===== Recorded data =====

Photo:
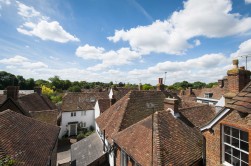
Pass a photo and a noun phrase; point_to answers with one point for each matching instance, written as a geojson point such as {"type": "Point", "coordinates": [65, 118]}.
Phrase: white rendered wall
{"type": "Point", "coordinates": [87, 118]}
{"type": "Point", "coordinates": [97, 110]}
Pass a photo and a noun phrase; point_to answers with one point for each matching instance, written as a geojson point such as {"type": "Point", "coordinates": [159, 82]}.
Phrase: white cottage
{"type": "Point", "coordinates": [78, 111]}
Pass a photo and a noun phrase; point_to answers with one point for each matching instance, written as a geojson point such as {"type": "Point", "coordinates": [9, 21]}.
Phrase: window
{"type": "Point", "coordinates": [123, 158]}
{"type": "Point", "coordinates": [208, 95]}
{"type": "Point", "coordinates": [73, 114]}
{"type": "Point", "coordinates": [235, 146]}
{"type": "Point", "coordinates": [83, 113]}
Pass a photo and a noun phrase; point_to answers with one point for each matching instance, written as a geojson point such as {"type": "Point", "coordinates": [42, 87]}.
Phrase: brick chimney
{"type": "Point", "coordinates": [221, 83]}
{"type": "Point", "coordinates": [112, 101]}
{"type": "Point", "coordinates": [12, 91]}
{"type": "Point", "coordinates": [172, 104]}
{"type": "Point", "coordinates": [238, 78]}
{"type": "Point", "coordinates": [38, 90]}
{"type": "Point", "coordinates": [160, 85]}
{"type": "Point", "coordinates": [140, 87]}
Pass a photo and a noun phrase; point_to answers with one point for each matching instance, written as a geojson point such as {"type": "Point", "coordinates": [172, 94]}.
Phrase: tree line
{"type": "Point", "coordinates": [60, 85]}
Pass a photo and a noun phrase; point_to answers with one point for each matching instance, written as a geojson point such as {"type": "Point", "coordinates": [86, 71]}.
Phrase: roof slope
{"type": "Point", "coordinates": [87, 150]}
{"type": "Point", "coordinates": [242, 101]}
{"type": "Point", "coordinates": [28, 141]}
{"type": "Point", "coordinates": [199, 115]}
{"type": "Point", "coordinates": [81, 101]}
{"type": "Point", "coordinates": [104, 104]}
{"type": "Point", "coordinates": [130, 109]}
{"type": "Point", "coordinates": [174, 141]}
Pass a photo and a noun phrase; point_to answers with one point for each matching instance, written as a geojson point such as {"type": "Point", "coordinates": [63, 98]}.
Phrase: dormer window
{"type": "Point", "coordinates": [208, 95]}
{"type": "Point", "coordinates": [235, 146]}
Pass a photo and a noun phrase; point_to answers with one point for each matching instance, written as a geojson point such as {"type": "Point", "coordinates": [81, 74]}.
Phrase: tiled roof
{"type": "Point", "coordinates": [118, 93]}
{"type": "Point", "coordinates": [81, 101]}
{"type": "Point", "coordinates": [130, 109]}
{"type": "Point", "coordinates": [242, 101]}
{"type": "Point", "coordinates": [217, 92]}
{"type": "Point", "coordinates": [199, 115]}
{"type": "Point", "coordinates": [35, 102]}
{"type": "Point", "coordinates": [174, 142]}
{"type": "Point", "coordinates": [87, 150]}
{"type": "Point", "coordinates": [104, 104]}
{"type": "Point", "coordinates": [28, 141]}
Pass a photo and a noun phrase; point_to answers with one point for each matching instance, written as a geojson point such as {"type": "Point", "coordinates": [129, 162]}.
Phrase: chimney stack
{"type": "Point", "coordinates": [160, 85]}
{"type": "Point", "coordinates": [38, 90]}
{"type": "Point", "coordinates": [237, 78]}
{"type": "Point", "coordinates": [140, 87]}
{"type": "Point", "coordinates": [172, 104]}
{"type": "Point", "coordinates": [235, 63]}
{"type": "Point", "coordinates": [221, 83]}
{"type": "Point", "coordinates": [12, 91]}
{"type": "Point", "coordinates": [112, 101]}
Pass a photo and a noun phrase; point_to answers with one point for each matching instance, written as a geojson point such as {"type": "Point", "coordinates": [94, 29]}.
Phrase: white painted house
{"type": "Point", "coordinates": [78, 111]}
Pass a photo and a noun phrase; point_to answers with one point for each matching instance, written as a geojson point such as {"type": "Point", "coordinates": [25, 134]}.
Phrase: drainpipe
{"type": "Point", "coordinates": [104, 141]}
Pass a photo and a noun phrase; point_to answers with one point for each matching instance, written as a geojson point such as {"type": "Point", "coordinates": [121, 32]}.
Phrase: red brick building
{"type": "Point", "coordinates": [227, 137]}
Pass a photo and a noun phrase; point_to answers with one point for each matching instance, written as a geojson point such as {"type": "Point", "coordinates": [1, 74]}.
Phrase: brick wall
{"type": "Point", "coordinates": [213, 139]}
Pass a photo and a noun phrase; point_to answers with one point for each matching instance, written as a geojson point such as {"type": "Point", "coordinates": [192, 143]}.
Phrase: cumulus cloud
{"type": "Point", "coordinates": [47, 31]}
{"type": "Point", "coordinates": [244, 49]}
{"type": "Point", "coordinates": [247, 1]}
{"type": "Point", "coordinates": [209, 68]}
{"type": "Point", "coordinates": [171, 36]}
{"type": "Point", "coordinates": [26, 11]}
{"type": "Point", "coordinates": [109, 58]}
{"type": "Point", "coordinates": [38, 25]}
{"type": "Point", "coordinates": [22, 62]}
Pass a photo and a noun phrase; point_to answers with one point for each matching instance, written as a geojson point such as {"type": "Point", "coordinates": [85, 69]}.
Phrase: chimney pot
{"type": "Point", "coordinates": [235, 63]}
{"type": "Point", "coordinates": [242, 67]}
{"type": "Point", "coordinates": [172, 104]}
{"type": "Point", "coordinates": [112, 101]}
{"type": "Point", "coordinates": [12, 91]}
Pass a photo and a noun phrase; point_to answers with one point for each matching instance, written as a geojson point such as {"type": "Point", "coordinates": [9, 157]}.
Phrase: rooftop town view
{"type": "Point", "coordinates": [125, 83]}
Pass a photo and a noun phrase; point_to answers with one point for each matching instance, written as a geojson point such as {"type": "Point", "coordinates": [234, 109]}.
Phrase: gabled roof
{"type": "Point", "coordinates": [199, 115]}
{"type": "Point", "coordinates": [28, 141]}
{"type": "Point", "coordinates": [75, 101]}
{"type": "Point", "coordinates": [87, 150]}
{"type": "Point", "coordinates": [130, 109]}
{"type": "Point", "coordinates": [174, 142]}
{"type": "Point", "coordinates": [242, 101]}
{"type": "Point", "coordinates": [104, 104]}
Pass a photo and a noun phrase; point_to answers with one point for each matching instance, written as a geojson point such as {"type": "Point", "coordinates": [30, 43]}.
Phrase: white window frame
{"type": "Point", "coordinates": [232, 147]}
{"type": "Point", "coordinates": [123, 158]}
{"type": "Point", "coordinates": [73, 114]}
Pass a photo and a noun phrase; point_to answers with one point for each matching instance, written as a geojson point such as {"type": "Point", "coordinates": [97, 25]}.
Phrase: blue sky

=====
===== Recorded data =====

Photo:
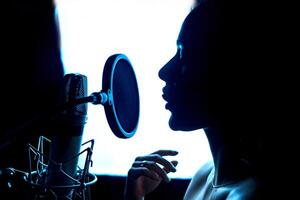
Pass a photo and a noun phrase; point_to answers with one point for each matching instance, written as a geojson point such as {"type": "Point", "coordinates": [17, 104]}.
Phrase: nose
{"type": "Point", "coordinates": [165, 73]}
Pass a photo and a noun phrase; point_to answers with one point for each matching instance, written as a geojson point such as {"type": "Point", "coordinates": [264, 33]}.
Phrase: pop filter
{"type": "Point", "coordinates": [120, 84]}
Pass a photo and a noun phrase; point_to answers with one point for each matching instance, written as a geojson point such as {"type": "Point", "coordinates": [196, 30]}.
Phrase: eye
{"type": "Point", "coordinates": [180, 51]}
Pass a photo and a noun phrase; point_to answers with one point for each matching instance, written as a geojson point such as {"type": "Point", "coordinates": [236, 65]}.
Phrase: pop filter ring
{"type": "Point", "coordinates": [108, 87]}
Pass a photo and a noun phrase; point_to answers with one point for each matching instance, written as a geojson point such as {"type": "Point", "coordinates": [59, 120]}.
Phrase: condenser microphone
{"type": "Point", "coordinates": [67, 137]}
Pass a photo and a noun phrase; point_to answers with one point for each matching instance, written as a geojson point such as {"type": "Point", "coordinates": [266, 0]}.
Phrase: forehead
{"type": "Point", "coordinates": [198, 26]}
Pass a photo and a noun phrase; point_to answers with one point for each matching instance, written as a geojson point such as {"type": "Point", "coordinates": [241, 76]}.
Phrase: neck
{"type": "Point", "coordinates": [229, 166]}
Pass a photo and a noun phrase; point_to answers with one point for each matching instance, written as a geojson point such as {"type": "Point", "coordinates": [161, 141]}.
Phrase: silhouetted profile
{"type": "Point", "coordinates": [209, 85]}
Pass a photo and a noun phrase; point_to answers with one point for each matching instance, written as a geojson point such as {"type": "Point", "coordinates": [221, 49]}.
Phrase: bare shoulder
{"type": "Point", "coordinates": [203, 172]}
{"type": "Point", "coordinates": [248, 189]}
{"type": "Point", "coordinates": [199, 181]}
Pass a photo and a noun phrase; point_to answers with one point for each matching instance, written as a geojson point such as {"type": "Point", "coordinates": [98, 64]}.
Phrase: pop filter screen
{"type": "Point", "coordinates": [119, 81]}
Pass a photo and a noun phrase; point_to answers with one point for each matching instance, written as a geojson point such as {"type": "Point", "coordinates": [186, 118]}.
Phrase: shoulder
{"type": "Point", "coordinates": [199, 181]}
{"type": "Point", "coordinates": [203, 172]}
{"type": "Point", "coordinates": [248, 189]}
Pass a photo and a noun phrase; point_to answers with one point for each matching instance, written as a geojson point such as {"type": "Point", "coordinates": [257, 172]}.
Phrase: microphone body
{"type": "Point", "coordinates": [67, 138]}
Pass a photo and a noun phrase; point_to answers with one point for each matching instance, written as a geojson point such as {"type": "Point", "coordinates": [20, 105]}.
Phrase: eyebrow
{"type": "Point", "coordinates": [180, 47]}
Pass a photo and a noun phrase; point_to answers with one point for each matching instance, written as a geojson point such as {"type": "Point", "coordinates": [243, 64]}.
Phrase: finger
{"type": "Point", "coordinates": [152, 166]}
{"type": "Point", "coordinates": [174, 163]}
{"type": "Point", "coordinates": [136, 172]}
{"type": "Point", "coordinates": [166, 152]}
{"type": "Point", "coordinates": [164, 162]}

=====

- What the exercise asks -
Collect each line of the material above that contains the word "microphone" and copy those lines in full.

- Finished exercise -
Phrase: condenser microphone
Phrase: microphone body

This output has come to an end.